#### PROBLEM TO SOLVE
When you copy the records, keep every word exact and leave the pictures out.

(Natural-language object grounding data)
....
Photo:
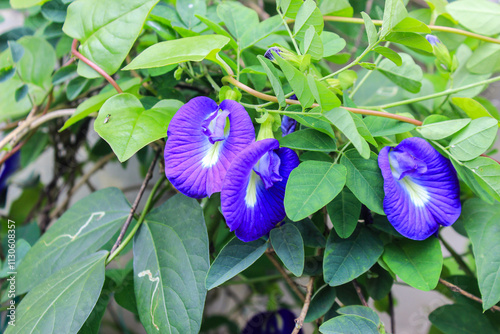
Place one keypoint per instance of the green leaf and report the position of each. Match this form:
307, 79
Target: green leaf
311, 186
64, 74
407, 76
343, 120
312, 44
187, 9
177, 51
417, 263
273, 76
321, 302
410, 39
472, 108
394, 12
108, 34
19, 4
54, 10
297, 80
325, 97
461, 319
235, 257
290, 8
21, 93
38, 62
344, 213
308, 139
260, 31
485, 59
482, 221
76, 86
463, 77
171, 260
474, 139
389, 54
336, 8
308, 15
346, 259
311, 236
364, 179
442, 130
7, 73
94, 103
486, 172
361, 311
127, 127
289, 246
62, 303
218, 30
237, 17
371, 30
352, 324
480, 16
16, 50
83, 229
379, 283
382, 127
314, 122
332, 43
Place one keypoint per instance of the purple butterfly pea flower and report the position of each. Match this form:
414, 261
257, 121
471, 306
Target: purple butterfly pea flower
421, 188
8, 168
254, 189
432, 39
288, 125
270, 323
202, 143
269, 55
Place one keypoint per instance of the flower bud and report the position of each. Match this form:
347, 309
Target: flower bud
442, 54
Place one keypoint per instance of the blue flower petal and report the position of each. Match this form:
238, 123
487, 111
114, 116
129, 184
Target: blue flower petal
288, 124
250, 209
421, 188
199, 146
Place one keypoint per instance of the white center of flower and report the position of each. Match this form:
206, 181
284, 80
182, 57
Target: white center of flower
418, 194
251, 193
212, 155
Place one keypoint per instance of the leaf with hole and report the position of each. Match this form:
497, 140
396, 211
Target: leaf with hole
344, 213
107, 35
474, 139
310, 140
311, 186
347, 259
177, 51
417, 263
62, 303
129, 127
481, 221
235, 257
289, 246
83, 229
171, 260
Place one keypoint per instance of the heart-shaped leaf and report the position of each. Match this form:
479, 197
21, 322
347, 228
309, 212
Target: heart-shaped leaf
127, 126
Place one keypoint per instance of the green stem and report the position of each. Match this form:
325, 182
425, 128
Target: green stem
457, 257
139, 222
290, 33
354, 62
253, 280
432, 27
433, 96
367, 74
341, 152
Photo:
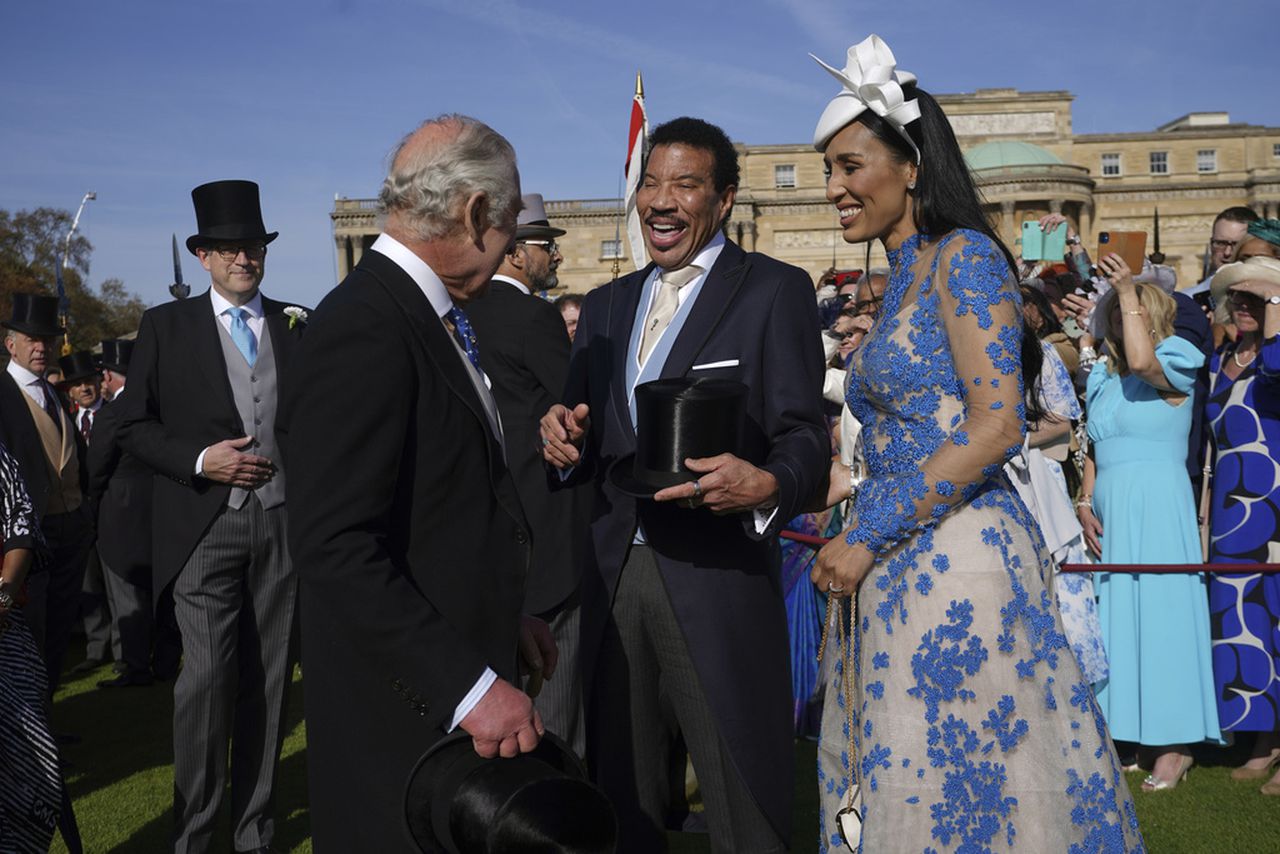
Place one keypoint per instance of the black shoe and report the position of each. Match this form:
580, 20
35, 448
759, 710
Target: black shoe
88, 665
127, 680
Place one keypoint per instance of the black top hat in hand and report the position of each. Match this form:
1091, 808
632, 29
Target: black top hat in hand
677, 419
117, 354
78, 366
228, 211
35, 315
540, 802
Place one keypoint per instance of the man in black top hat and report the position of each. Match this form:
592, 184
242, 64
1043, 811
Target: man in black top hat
684, 628
83, 383
200, 410
119, 496
40, 434
525, 352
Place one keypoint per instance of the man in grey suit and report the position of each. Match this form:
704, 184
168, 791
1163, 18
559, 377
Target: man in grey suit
206, 375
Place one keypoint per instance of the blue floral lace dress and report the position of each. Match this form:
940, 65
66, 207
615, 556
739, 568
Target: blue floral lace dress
974, 727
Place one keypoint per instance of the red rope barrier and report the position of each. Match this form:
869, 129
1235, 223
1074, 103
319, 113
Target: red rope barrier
1143, 569
1170, 569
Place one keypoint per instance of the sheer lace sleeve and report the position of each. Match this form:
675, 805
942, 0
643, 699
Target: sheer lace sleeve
979, 313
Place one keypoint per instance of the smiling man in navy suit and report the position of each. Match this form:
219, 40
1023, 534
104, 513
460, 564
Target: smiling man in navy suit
685, 630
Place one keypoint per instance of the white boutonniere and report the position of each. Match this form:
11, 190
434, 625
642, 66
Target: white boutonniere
296, 315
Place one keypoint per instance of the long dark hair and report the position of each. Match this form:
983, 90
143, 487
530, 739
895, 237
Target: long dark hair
1037, 298
946, 199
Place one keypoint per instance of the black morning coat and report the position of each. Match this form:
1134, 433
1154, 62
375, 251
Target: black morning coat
410, 544
524, 348
723, 578
177, 402
119, 498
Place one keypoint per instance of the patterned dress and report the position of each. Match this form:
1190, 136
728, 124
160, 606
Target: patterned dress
30, 779
974, 729
1244, 416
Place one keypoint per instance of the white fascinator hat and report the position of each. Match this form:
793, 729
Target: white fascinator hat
871, 81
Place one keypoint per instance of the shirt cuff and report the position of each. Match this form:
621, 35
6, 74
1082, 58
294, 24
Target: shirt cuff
763, 519
487, 679
200, 462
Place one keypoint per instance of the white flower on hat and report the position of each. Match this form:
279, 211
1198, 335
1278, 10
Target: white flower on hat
872, 82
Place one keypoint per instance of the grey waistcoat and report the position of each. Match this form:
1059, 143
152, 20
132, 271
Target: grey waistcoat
254, 391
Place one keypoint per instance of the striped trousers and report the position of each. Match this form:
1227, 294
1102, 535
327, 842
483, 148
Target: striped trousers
236, 603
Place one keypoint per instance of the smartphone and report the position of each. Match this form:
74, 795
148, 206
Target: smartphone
1130, 246
1043, 246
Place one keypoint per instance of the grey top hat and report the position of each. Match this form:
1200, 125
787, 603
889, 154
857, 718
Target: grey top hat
533, 222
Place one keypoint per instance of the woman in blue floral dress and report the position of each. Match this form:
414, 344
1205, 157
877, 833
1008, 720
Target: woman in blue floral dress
1243, 414
973, 727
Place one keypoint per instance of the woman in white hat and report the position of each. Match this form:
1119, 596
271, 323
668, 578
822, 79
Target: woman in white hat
1243, 415
969, 722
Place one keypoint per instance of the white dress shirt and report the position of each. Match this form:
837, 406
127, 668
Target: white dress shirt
30, 383
438, 296
255, 320
516, 283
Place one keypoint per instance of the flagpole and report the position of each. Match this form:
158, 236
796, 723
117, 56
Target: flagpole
63, 302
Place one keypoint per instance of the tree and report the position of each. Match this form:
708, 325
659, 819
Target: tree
31, 250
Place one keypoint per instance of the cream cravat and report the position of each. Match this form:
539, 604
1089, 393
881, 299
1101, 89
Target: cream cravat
664, 306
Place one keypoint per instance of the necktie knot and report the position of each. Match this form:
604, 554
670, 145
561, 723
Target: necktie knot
465, 334
242, 336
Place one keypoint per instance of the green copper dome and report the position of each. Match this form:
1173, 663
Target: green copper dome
995, 155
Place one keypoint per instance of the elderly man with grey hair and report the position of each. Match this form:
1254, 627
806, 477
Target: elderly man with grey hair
405, 523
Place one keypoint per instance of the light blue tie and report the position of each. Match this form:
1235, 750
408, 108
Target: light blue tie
242, 336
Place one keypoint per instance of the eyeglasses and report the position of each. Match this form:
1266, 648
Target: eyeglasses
228, 254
....
#### RESPONSE
Photo:
Place one keypoint per instance of the green leaf and report the position of each. Match this form:
307, 79
Target: green leaf
311, 186
64, 74
407, 76
343, 120
312, 44
187, 9
177, 51
417, 263
273, 76
321, 302
410, 39
472, 108
394, 12
108, 34
19, 4
54, 10
297, 80
325, 97
461, 319
235, 257
290, 8
21, 93
38, 62
344, 213
308, 139
260, 31
485, 59
482, 221
76, 86
463, 77
171, 260
474, 139
389, 54
336, 8
308, 15
346, 259
311, 236
364, 179
442, 130
7, 73
94, 103
486, 172
361, 311
127, 127
289, 246
62, 303
218, 30
237, 17
371, 30
352, 324
480, 16
16, 50
83, 229
379, 283
382, 127
314, 122
332, 43
Place one keypoint per instance of the purple butterfly pea flower and report the position of each. Match this form:
414, 261
257, 121
471, 306
Target: purple butterfly pea flower
421, 188
8, 168
254, 189
432, 39
288, 125
270, 323
202, 143
269, 55
Place one keypoint per instance of the flower bud and report the position of each. Match this form:
347, 309
Target: flower bud
442, 54
Place one keypoint per instance of the blue flower petal and report the position of each. Match this form:
238, 123
487, 111
114, 116
129, 184
Target: blue flower petal
288, 124
250, 209
421, 188
199, 146
Place one keypoint per instance of the white center of flower and report the position of each. Match this form:
206, 181
284, 80
182, 57
Target: white center of flower
418, 194
251, 193
212, 155
Place one keypoint per instance of the leaf with hole and report the position of each. Match this form:
497, 140
396, 211
Target: leaf with hole
344, 213
107, 35
474, 139
310, 140
311, 186
347, 259
177, 51
417, 263
62, 303
129, 127
481, 221
235, 257
289, 246
83, 229
171, 260
Place one keypoint per instance of the heart-shaped leaf and report the position of each. Match this form:
479, 197
21, 322
347, 228
309, 212
Target: heart-shaped leaf
127, 126
Place one keypoint per instance of the green stem and report the position of each. Match this form:
325, 182
425, 128
Target: green stem
457, 257
139, 222
290, 33
354, 62
253, 280
432, 27
433, 96
367, 74
341, 152
Photo:
Place one keypoint per instance of the black shoe and report the position of each. Match this form:
580, 20
35, 448
759, 710
Target: black shoe
88, 665
127, 680
Place one keypoint per instance of the black top hat in hand and report the position of each. Match this form:
1091, 808
632, 29
Target: black top hat in hand
677, 419
117, 354
78, 366
228, 211
35, 315
540, 802
Place one keypoint per instance of the man in black top hat and report the position of each. Match this form:
592, 184
242, 64
1043, 811
Target: man in black top hat
684, 628
83, 383
200, 410
119, 496
40, 434
525, 352
Place one keypoint per instance of the man in grey suit and report the position of each. Match this form:
704, 184
168, 791
1163, 18
559, 377
Target: man in grey suit
206, 375
Place one keypoint per instance of the blue floral lace dress and report the position of each. Match this form:
940, 65
66, 207
615, 556
739, 568
Target: blue floral lace dress
974, 727
Place one keypoint per instance of the red rope barrier and report the position of each. Match this form:
869, 129
1235, 223
1074, 103
319, 113
Target: red rope barrier
1143, 569
1170, 569
Place one keypoint per instance of the sheer lace sleeve and report the position of each. Match this form:
675, 805
942, 0
643, 699
Target: sheer lace sleeve
979, 313
Place one keypoint per instance of the smiling man in navy suit and report the position of each. Match this form:
219, 40
1023, 534
104, 513
460, 564
Target: smiling man in navy suit
685, 630
Place one keypoint per instance of the white boutonniere and report the position of each. Match this form:
11, 190
434, 625
642, 66
Target: white boutonniere
296, 315
Place one keypoint per instance of the long dark hair and report the position of each. Match this form:
983, 90
143, 487
530, 739
895, 237
Target: long dark hair
1037, 298
946, 199
Place one keypoint per instance of the black morning coat and report the position of each. Match this form:
1134, 433
1154, 62
375, 251
Target: black morning coat
410, 544
524, 348
723, 578
177, 402
119, 498
Place one keypoint per instance of the patterned dress and report the position of each. Match this form:
1190, 136
728, 124
160, 606
Target: patterned dress
30, 779
974, 729
1244, 416
Place one keypoint per instance of the white fascinator hat and report the position of each. Match this form:
793, 729
Target: white fascinator hat
871, 81
Place one keypoint per instance of the shirt cuff and report the position of each. Match this form:
621, 35
6, 74
1082, 58
294, 24
Target: shirt cuff
763, 519
487, 679
200, 462
Place one keypoint per instance of the white flower on hat and report the position of each. Match this form:
279, 211
1198, 335
1278, 10
Target: white flower on hat
872, 82
Place one keypoint per instance of the grey waistcoat and report the position of each. Match this form:
1059, 143
152, 20
132, 271
Target: grey waistcoat
254, 391
Place one keypoint per instance of the striped trousers and report the position of each. Match this form:
1227, 294
1102, 535
327, 842
483, 148
Target: striped trousers
236, 603
Place one keypoint per instance of the smartphone and report the position of each. Match this form:
74, 795
148, 206
Target: smartphone
1130, 246
1043, 246
Place one keypoint per instance of the grey top hat and report the position of each. Match this form:
1200, 125
787, 603
889, 154
857, 718
Target: grey top hat
533, 222
Place one keypoint per instance of the woman in blue floral dress and report the position of each. Match this form:
414, 344
1205, 157
877, 833
1008, 720
Target: woman in blue floral dress
1243, 414
973, 727
Place one keypoint per instance of the woman in white hat and report the position of each. Match this form:
1119, 596
271, 323
668, 578
822, 79
Target: woman in white hat
1243, 415
969, 722
Place one keypoint per instance of the white dress shirt and report the position of each. Match this form:
837, 406
127, 668
Target: white dress shirt
30, 383
438, 296
255, 320
516, 283
Place one keypoint per instance of the flagpole and report the position of each. Match this form:
158, 236
796, 723
117, 56
Target: flagpole
63, 302
Place one keypoint per instance of the tree and report the position of each. Match this form:
708, 325
659, 819
Target: tree
31, 250
Place one keypoint per instance of the cream cravat and report the position of each. Match this form:
539, 604
1089, 393
881, 299
1101, 89
Target: cream cravat
664, 306
Place one keypoint per instance of the necktie knot and report the position of each. Match this form:
604, 554
670, 145
561, 723
Target: necktie knot
465, 334
242, 336
Place one keypoint per instance of the green copper dome and report the position of each. Match this form:
1173, 663
Target: green copper dome
995, 155
Place one keypoint per instance of the elderly man with grey hair and report the position of each. Match this form:
1254, 627
806, 477
Target: elderly man with grey hair
405, 523
Place one keypoint per instance of the light blue tie and report the position of each. Match this form:
1235, 750
408, 108
Target: light blue tie
242, 336
Place one keypoint per instance of the eyeglasses and report the position of each. Match this form:
1266, 648
Target: eyeglasses
228, 254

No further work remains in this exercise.